:: THE RECORDS ::
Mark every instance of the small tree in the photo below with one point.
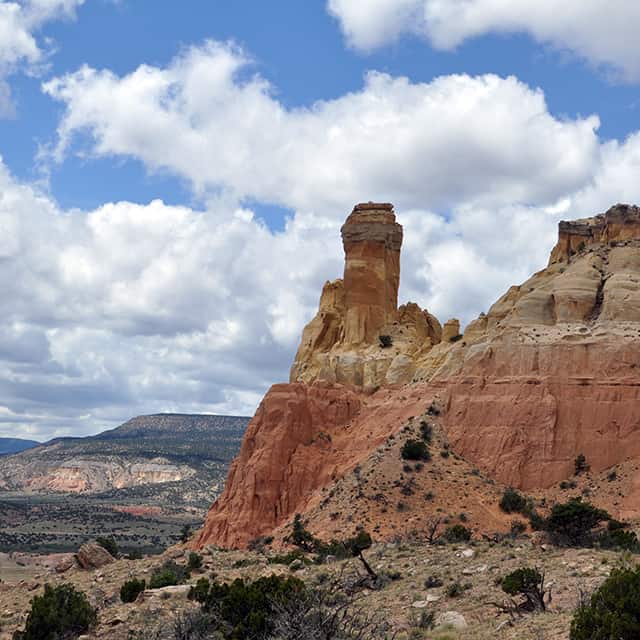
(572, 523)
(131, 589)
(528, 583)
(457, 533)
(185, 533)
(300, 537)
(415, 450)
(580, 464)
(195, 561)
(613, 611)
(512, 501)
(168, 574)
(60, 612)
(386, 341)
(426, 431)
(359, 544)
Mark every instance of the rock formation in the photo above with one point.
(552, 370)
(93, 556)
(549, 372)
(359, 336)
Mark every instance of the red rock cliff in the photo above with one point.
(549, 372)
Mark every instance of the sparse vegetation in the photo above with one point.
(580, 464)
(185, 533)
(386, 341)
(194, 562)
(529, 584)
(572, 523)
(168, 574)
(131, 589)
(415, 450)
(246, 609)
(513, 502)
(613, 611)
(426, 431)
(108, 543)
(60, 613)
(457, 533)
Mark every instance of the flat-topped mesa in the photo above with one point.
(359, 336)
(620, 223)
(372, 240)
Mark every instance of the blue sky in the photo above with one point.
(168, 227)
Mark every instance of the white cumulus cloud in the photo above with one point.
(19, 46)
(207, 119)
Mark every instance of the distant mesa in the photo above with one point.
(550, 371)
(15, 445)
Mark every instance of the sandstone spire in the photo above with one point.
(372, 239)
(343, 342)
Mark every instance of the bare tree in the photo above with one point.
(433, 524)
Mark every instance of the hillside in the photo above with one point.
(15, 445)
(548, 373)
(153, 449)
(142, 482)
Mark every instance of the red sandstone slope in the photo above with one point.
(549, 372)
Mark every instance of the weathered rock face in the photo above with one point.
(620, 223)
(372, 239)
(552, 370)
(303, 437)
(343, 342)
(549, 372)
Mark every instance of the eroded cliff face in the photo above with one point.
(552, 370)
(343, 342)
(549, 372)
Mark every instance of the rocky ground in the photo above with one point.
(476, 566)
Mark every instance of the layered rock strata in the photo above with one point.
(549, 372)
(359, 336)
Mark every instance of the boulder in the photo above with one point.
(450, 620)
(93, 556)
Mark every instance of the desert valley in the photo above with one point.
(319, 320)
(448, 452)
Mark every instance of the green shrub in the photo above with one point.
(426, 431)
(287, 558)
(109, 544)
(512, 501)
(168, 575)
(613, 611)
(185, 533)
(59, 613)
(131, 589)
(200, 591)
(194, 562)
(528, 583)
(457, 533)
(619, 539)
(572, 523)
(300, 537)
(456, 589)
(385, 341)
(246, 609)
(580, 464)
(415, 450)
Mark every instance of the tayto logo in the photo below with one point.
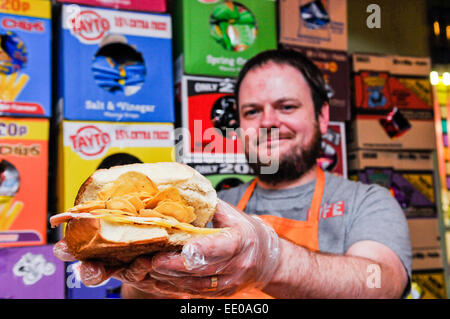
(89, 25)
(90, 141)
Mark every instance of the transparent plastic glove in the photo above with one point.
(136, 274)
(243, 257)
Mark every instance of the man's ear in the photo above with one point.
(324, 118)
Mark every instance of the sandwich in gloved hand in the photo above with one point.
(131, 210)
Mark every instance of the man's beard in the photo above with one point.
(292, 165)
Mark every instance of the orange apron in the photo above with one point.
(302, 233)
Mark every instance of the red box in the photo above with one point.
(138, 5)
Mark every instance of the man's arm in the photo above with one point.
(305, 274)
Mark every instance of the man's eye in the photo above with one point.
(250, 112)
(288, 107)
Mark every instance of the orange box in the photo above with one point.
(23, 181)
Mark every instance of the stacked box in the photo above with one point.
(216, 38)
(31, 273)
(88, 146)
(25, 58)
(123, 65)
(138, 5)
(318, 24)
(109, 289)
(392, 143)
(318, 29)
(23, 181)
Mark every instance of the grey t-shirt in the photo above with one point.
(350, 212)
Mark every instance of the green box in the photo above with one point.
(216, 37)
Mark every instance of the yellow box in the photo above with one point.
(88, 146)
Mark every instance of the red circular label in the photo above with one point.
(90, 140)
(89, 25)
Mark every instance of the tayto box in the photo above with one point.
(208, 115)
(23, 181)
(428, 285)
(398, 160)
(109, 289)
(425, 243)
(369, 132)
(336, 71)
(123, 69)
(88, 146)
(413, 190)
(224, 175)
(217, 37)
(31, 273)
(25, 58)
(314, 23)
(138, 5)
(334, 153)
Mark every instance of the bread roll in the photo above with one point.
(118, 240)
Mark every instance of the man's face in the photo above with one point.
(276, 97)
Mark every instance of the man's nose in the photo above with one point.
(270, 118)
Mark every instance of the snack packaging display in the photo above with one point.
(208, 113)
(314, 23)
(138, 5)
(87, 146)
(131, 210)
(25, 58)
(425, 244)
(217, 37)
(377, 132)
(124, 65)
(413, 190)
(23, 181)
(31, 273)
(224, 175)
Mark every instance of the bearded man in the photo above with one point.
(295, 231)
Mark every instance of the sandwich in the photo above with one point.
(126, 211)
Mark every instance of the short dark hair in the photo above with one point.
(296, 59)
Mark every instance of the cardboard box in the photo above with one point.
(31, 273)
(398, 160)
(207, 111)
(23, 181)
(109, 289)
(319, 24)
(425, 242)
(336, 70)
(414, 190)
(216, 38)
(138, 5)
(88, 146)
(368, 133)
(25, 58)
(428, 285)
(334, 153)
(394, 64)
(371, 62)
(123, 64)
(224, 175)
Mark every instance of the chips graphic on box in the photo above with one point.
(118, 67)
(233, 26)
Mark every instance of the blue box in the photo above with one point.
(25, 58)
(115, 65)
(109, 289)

:: AIM ::
Rewrite the listing above as a two-column CSV with the headers instruction and coordinates, giving one row for each line that begins "Mark every instance" together with the coordinates listed after it. Put each field in double quotes, turn line breaks into spaces, and leave the pictures out.

:: WRITTEN REPLY ::
instruction,coordinates
"Mark every instance of the small tree in the photo below with one point.","(572, 523) (131, 589) (528, 583) (457, 533) (185, 533) (300, 537) (415, 450) (580, 464) (195, 561) (613, 611) (512, 501) (168, 574) (60, 612) (386, 341) (426, 431) (359, 544)"
"Mark every instance of the rock formation in the photo above with one point.","(552, 370) (93, 556) (549, 372) (359, 336)"
"Mark every instance of the red rock cliff in the photo above with one point.","(549, 372)"
"Mark every instance of the sparse vegetation in the photo above with one point.","(580, 464) (185, 533) (386, 341) (194, 562) (529, 584) (572, 523) (168, 574) (131, 589) (415, 450) (246, 609) (513, 502) (613, 611) (426, 431) (108, 543) (60, 613) (457, 533)"
"Mark every instance of the flat-topped mesa in the photo above with one point.","(359, 336) (620, 223) (372, 240)"
"Mark every instance of the blue sky in the photo above with one point.","(168, 227)"
"Mark every instance of the white cumulus cloud in the photo above with one point.","(19, 46) (207, 119)"
"Mark every instance of the distant mesa in the photo above with one point.","(550, 371) (15, 445)"
"Mark every instance of the sandstone spire in the photo above with one point.","(372, 239) (343, 342)"
"Mark every instance of the bare tree in the photo above with one point.","(433, 524)"
"Mark every instance of the hillside in the photo above with one point.","(15, 445) (548, 373) (153, 449) (142, 482)"
"Mark every instance of the red sandstone slope in the photo above with one point.","(549, 372)"
"Mark every instance of the weathered rock face in the photo above with one point.","(620, 223) (372, 239) (552, 370) (303, 437) (343, 342) (549, 372)"
"Mark every instance of the eroded cliff face in the photo above with one point.","(552, 370) (343, 342) (549, 372)"
"Mark every instance of the rocky ground in the photo above with one point.","(476, 566)"
"Mark every instance of the layered rock strata in the photo above with one point.","(549, 372) (359, 336)"
"Mark every instance of the boulder in the photo above with one point.","(450, 620) (93, 556)"
"Mark every instance of the desert valley in the photo above with one point.","(319, 320) (448, 452)"
"Mark every instance of the green shrub in the photo above with one point.","(426, 431) (287, 558) (109, 544) (512, 501) (168, 575) (613, 611) (185, 533) (59, 613) (131, 589) (200, 591) (194, 562) (528, 583) (457, 533) (619, 539) (572, 523) (300, 537) (456, 589) (385, 341) (246, 609) (580, 464) (415, 450)"
"Mark every instance of the tayto logo in the photo below with one point.","(89, 25) (90, 141)"
"Mark every instance of the transparent plastic glove in the photo above with one point.","(136, 274) (243, 257)"
"Mark every instance of the man's ear in the photo above with one point.","(324, 118)"
"Mark every instance of the sandwich in gloved hand in the photo above with one point.","(131, 210)"
"Mark every instance of the man's beard in the photo above with one point.","(292, 165)"
"Mark every instance of the orange apron in the photo above with one point.","(302, 233)"
"Mark every instance of the red box in the photo above with one point.","(138, 5)"
"Mark every instance of the man's arm in the photo above with one point.","(305, 274)"
"Mark every instance of the man's eye in the photo above with one point.","(250, 112) (288, 107)"
"Mark every instance of the orange box in the photo above with one point.","(23, 181)"
"Mark every instance of the stacked box in the photo above with one point.","(216, 38) (31, 273) (88, 146) (25, 58) (123, 65) (138, 5) (318, 24) (109, 289) (392, 143) (318, 29) (23, 181)"
"Mark every instance of the grey t-shirt in the photo above with one point.","(350, 212)"
"Mark every instance of the green box in the photo above with one point.","(216, 37)"
"Mark every instance of the yellow box in the photo above with one point.","(88, 146)"
"Mark every instance of the red circular label in the photo above with one point.","(90, 140) (89, 25)"
"Mark every instance of the tayto box in the photo above with one point.","(208, 115) (23, 181) (428, 285) (398, 160) (109, 289) (425, 243) (369, 132) (336, 71) (123, 69) (88, 146) (413, 190) (224, 175) (217, 37) (31, 273) (25, 58) (314, 23) (138, 5) (334, 153)"
"Mark every instance of the bread roll in the photo above with one point.","(118, 240)"
"Mark every instance of the man's face in the photo above with one point.","(276, 97)"
"Mark every instance of the man's nose in the photo above with one point.","(270, 118)"
"Mark every instance of the snack packaging display in the photo above with one point.","(208, 113) (314, 23) (138, 5) (87, 146) (131, 210) (25, 58) (425, 244) (217, 37) (377, 132) (124, 65) (413, 190) (23, 181) (31, 273) (224, 175)"
"Mark every instance of the bearded man in the photo above with one point.","(295, 231)"
"Mark every instance of the sandwich in the photo above with one point.","(126, 211)"
"Mark every instance of the short dark hair in the photo above with one point.","(296, 59)"
"Mark every instance of the cardboard box in the photo above with one point.","(31, 273) (398, 160) (207, 111) (23, 181) (109, 289) (319, 24) (425, 242) (336, 70) (414, 190) (216, 38) (138, 5) (88, 146) (368, 133) (25, 58) (428, 285) (334, 153) (394, 64) (371, 62) (123, 64) (224, 175)"
"Mark every instance of the chips graphic on box in the photo above with one point.","(118, 67) (233, 26)"
"Mark every instance of the blue box in the photo above with one point.","(25, 58) (115, 65) (109, 289)"